▶ [WORK INSTRUCTION 1] Return the passage of the article on Emory's U.S. News ranking from "Seideman added that" to "from other schools.", copied word for word.
▶ [WORK INSTRUCTION 2] Summarize the article on Emory's U.S. News ranking in two sentences.

▶ [EXCERPTED PASSAGE]
Emory has fallen down one spot from No. 20 to No. 21 in the U.S. News & World Report’s 2015 edition of “Best Colleges” released this morning. The drop in ranking marks the first time in 21 years Emory has fallen outside of the top 20-ranked national universities.

Emory received an overall score of 77, down two points from its overall score last year, 79, according to Nancy Seideman, interim vice president of communications and marketing.

Although Emory fell in the national rankings, it moved up one spot from No. 19 to No. 18 in the category of “best value” among national universities, according a Sept. 9 University press release.

Georgetown University, which was previously in a three-way tie with Emory and the University of California–Berkeley with overall scores of 79 also received a score of 77 and is now tied with Emory at 21.

Emory’s Goizueta Business School, which was ranked among other undergraduate business programs, also fell in U.S. News’ ranking from No. 13 to No. 15.

The B-school is ranked separately from the University’s main undergraduate program and is reviewed through a peer survey of deans and senior faculty, according to the release.

Seideman wrote in an email to the Wheel that there were a few statistical differences in the statistics submitted from Emory this year and last year.

According to Seideman, in the reported data, there was a decrease in the percentage of students in the top 10 percent of their high school class (80 percent to 76 percent), a decrease in the percentage of undergraduate alumni giving (29.5 percent to 25.7 percent) and an increase in the student-to-faculty ratio (7:1 to 8:1).

Seideman added that Emory’s graduation rate went up and the retention rank remained the same, but Emory’s overall ranking in the category of graduation and retention declined because of changes in data reported from other schools.

Stored data entries
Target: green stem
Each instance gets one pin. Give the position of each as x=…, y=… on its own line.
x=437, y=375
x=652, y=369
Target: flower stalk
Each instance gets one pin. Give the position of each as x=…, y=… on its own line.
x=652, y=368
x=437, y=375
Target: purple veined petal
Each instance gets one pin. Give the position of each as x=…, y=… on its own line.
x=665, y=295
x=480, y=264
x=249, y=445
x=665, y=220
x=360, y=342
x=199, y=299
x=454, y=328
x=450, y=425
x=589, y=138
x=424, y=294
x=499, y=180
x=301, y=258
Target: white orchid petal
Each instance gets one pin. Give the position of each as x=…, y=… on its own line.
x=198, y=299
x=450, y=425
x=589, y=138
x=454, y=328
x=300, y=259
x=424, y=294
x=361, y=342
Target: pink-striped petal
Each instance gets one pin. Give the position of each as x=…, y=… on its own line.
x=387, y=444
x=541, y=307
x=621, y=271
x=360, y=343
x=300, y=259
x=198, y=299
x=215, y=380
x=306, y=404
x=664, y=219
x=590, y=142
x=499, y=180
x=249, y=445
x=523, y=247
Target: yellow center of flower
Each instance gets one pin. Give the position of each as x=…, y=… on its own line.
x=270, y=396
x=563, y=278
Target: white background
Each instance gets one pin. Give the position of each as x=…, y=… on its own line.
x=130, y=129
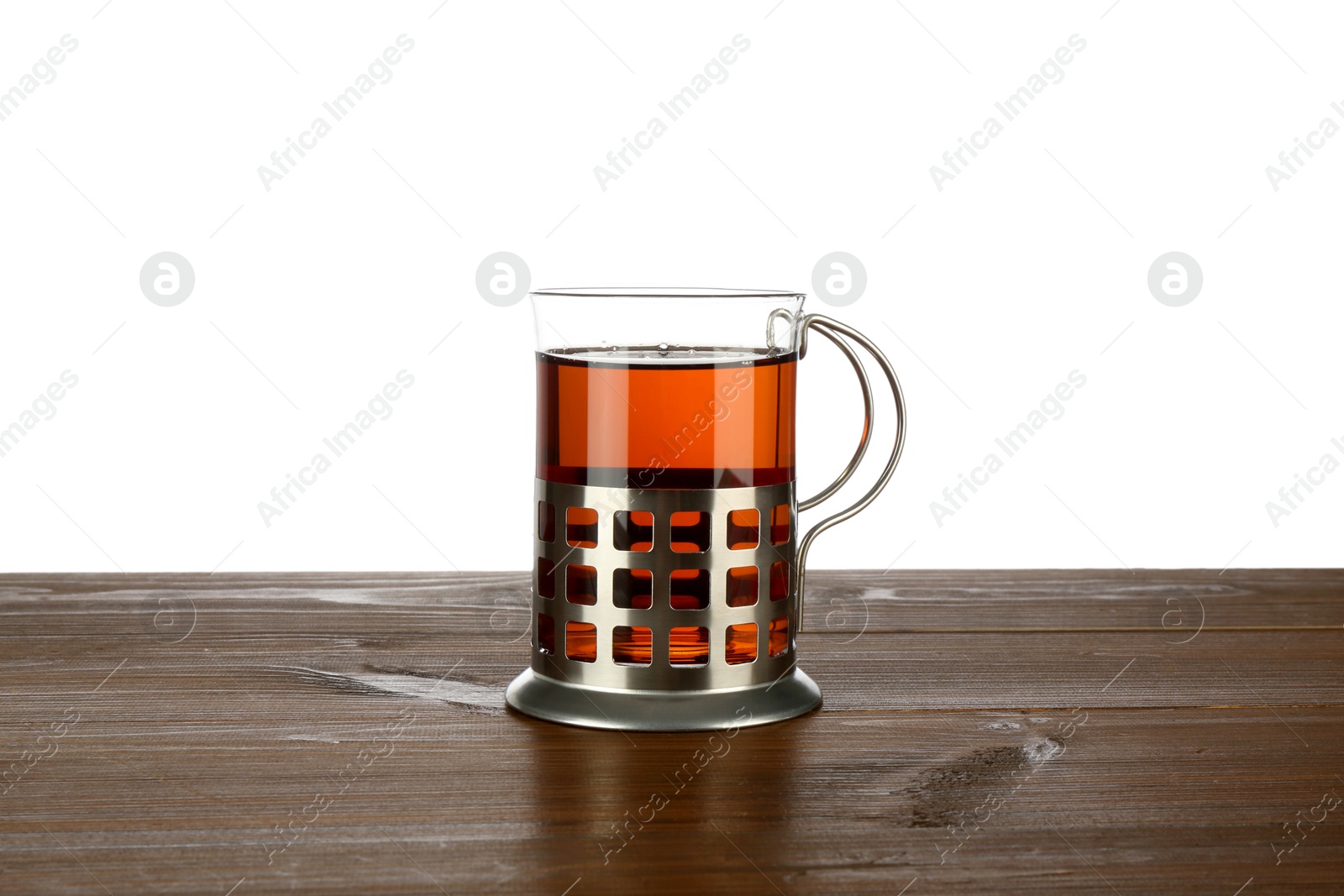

▶ [YOUR SOLUTION 1]
Seideman added that Emory’s graduation rate went up and the retention rank remained the same, but Emory’s overall ranking in the category of graduation and retention declined because of changes in data reported from other schools.

▶ [YOUR SOLUTION 2] Emory fell from No. 20 to No. 21 in U.S. News & World Report's 2015 "Best Colleges" rankings, its first time outside the top 20 national universities in 21 years, as its overall score dropped from 79 to 77. Its Goizueta Business School also slipped from No. 13 to No. 15, though Emory rose from No. 19 to No. 18 in the "best value" category among national universities.